#### [TEXT PASSAGE]
_ _ _ _
[MidoNet-dev] Feature Proposal: Tunnel Health checks

Dan Mihai Dumitriu dan at midokura.com
Thu Feb 28 00:51:34 UTC 2013


I'd love to have RTT on all the tunnels - I really think that would be
awesome.  Is it not feasible for some reason? :)


On Thu, Feb 28, 2013 at 8:02 AM, de Candia, Giuseppe <gdecandia at midokura.com
> wrote:

> Just to make sure that we didn't miss something - was Dan asking for
> tunnel RTT? Providing that would require constantly sending hello messages
> between every pair of hosts even when they're successfully forwarding
> packets to each other and tracking the delay of the replies.
>
> Dan, can you clarify?
>
> -- Pino
> On Feb 21, 2013 11:23 AM, "Navarro, Galo" <galo at midokura.com> wrote:
>
>> Hi Dan, thanks for the feedback.
>>
>> In practice performance is't not really going to be that bad if we
>> consider that nodes will only try to send "are-you-there" messages and
>> report "mute peers" if the peer is alive.
>>
>> The worst case O(n^2) scenario would require that all nodes are alive
>> yet isolated from every other node, but somehow having connectivity to
>> Zookeeper (!) so all seem alive to each other but mute and they keep
>> pinging each other with O(n^2) messages.
_ _ _ _
#### [DATASET EXCERPT]

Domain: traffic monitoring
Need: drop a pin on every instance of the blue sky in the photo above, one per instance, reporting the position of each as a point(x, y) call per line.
_ _ _ _
#### [WHAT IS EXPECTED]
Write out the part of the tunnel health check thread starting with "On Thu, Feb" and going on through "can you clarify?", word for word.

#### [ANSWER]
On Thu, Feb 28, 2013 at 8:02 AM, de Candia, Giuseppe <gdecandia at midokura.com
> wrote:

> Just to make sure that we didn't miss something - was Dan asking for
> tunnel RTT? Providing that would require constantly sending hello messages
> between every pair of hosts even when they're successfully forwarding
> packets to each other and tracking the delay of the replies.
>
> Dan, can you clarify?